* **Task brief**: Take the entries below and print, exactly, the stretch from the line containing "the white pickup" through the line containing "Note: in this drill we tag each instance of the asphalt", both included.

=== Records supplied ===

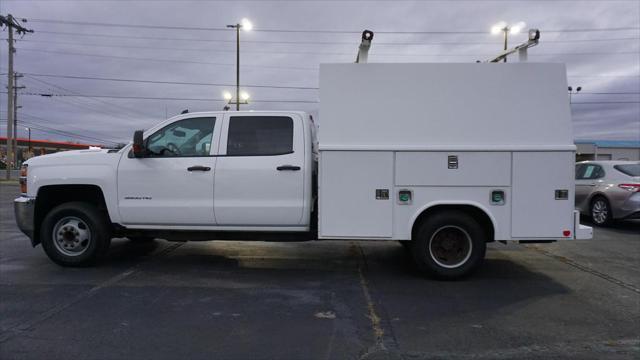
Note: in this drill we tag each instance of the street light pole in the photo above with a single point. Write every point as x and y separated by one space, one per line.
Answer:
247 26
506 29
238 67
29 143
571 92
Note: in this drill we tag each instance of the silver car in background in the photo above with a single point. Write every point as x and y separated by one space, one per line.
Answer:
608 190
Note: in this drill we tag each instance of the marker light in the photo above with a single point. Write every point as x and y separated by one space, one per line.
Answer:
516 28
630 187
246 24
497 28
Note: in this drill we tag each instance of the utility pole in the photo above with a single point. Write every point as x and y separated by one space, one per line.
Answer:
15 115
12 24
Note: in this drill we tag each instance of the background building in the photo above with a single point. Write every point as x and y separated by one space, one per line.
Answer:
607 150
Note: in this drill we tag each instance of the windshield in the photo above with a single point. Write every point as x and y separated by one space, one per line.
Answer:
631 169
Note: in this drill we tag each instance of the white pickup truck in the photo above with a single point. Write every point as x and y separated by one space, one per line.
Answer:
442 157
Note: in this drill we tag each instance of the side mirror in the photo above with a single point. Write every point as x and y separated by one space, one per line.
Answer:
138 144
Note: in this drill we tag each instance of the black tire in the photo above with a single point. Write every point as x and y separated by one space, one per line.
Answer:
406 245
87 218
600 211
449 245
141 239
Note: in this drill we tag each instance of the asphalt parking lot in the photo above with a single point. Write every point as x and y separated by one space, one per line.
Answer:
319 300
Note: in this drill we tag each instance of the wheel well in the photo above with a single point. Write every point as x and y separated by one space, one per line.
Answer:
51 196
596 196
473 211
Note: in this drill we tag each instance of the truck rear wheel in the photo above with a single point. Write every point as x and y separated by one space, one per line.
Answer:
449 245
75 234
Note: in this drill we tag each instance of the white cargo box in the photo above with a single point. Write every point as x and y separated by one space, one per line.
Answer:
394 126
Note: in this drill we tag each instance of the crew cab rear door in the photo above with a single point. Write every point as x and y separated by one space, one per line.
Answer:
259 179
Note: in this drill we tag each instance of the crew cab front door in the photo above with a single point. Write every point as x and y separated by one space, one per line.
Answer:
259 179
173 183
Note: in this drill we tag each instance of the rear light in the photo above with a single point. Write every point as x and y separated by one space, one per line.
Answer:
23 179
630 187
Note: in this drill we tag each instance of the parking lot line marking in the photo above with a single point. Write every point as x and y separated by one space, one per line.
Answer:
26 325
378 332
586 269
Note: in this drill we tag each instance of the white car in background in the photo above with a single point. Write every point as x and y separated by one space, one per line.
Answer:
608 190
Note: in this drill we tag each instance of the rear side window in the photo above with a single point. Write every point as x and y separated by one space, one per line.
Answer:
630 169
579 171
260 135
591 171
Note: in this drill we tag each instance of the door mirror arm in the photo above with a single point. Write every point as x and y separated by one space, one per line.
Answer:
139 149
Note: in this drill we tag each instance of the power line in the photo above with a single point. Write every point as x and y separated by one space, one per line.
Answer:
297 42
470 56
65 131
167 82
604 102
108 112
305 31
161 98
61 132
254 101
221 84
124 46
167 60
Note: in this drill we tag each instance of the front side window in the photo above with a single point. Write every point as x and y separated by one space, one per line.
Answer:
260 135
188 137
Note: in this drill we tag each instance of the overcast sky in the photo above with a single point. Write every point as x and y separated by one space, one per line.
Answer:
598 40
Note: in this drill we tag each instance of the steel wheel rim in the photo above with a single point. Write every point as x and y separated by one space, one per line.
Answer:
599 211
71 236
450 246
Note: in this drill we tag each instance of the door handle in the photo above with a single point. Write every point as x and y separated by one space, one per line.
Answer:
198 168
288 167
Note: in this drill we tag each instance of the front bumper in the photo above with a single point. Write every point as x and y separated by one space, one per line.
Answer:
24 209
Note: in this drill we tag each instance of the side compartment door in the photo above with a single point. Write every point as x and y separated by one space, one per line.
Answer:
259 178
536 210
173 184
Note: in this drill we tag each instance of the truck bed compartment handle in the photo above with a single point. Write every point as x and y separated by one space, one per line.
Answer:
198 168
288 167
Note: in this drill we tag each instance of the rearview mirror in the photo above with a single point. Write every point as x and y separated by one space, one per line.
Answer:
138 144
179 133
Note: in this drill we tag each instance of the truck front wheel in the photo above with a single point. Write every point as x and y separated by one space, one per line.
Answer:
75 234
449 245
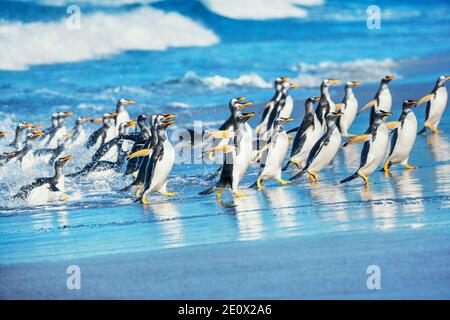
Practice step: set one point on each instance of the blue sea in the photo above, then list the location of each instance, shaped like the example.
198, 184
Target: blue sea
190, 58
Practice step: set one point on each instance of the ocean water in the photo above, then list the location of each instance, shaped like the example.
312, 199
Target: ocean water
191, 57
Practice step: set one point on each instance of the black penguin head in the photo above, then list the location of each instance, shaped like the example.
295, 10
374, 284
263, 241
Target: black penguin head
387, 79
441, 80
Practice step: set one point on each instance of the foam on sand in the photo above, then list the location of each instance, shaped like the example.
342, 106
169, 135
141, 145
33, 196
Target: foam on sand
260, 10
26, 44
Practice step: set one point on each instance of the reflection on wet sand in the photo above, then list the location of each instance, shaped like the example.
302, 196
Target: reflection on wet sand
382, 205
283, 204
248, 214
168, 217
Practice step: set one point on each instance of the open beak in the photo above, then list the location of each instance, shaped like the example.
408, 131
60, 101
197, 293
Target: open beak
37, 134
249, 103
334, 81
65, 159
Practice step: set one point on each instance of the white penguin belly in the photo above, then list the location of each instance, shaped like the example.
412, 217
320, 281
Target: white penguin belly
406, 136
327, 153
376, 151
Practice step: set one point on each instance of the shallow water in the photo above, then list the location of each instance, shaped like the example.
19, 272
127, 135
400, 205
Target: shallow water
196, 83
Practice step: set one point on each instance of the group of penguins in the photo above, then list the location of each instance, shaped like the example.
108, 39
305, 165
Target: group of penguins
148, 155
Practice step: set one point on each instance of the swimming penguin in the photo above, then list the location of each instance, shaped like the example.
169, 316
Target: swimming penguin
403, 137
122, 114
160, 164
60, 131
25, 155
79, 133
324, 150
348, 108
261, 128
375, 143
272, 158
101, 135
44, 190
326, 104
382, 100
20, 129
307, 135
437, 102
142, 138
238, 154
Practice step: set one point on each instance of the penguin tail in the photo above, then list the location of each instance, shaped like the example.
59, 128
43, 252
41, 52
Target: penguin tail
208, 191
353, 176
424, 129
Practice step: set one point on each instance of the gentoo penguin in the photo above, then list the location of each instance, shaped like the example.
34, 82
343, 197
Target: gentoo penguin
326, 104
101, 134
375, 143
238, 154
348, 108
79, 133
437, 102
323, 150
160, 164
261, 128
17, 142
403, 137
122, 114
382, 100
307, 135
60, 130
25, 155
44, 190
272, 158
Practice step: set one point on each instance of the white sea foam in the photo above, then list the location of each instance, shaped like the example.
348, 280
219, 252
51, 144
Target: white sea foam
364, 70
260, 10
100, 35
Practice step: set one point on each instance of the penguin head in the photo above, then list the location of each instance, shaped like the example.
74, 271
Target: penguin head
442, 79
329, 82
387, 79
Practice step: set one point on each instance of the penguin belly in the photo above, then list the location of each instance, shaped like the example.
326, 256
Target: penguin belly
437, 107
275, 157
406, 136
376, 151
327, 153
163, 168
349, 115
312, 136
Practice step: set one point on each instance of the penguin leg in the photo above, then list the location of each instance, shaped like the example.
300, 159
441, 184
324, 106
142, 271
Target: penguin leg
258, 184
280, 180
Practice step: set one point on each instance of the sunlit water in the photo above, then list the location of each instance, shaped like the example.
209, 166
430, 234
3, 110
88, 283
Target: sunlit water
196, 83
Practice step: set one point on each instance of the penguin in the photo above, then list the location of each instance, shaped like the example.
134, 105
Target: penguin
326, 104
45, 190
348, 108
307, 135
324, 150
79, 133
25, 155
272, 158
101, 134
262, 126
382, 100
403, 137
60, 130
122, 113
436, 104
375, 141
17, 143
160, 164
238, 155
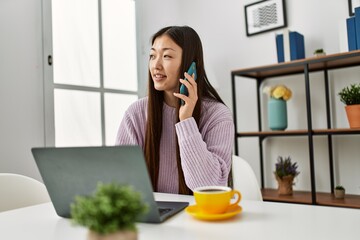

===

* **Written answer**:
Note: in this drill we tag each instance of the white pickup truck in the photo above with a single point. Write every point as x and y separated by one space, one per line.
Answer:
442 157
Note: in this drill we tag each instance of the side mirror in the photo above with a single point. Write every point as x and y separated by one space, one per line.
Answer:
138 144
Note: in this drill we tag each instance of the black tire in the photo above with a single point. Write every point as x and y separated by one space, one per line.
Answer:
406 245
87 218
600 211
449 245
141 239
Note: in this drill we tag each instance of the asphalt parking lot in the photo above with a single point. Write every point as x and y separated by one space, one per line.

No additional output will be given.